● **SOURCE DATA**:
┄┄┄┄┄┄┄┄┄┄
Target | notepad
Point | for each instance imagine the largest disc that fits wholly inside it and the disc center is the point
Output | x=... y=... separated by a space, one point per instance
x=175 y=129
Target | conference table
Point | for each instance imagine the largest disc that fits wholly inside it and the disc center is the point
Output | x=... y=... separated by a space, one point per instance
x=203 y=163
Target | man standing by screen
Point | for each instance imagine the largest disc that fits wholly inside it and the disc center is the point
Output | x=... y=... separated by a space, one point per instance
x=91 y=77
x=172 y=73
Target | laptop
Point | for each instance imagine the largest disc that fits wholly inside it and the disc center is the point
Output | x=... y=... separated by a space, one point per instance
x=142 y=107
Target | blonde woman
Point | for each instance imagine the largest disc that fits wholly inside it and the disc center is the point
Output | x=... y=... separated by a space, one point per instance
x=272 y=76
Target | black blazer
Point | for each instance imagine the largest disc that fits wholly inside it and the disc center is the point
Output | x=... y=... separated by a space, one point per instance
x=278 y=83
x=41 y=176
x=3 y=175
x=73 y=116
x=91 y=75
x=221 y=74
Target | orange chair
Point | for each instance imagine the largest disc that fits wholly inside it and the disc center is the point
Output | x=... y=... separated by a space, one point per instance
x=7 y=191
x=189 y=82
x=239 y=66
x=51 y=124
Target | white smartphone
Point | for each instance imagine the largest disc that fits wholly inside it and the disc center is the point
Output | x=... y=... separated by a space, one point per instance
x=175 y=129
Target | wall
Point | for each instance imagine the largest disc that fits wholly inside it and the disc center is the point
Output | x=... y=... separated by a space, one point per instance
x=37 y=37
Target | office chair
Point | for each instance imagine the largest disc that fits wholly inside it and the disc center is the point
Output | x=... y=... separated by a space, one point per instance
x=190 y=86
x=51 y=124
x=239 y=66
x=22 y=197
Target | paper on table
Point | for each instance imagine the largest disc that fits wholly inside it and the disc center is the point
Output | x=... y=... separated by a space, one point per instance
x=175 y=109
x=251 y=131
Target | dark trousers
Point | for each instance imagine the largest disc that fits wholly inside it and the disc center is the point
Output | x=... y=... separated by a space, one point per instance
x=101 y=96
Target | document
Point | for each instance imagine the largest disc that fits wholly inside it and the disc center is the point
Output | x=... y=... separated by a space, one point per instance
┄┄┄┄┄┄┄┄┄┄
● **THE PROBLEM**: Output, unchanged, the lines of the listing above from the first one through the one holding "Target | laptop". Leave out every line after it.

● **PROBLEM SOLUTION**:
Target | notepad
Point | for each instance imagine the largest disc that fits wholly inside it and the disc center is the point
Output | x=... y=... separated by a space, one point per instance
x=175 y=129
Target | conference table
Point | for each instance imagine the largest disc that fits wholly inside it and the disc center is the point
Output | x=... y=... separated by a space, one point per instance
x=203 y=163
Target | man standing by screen
Point | for each instance imagine the largest disc that fits wholly inside it and the disc center is the point
Output | x=... y=... separated by a space, one point per instance
x=91 y=77
x=172 y=73
Target | laptop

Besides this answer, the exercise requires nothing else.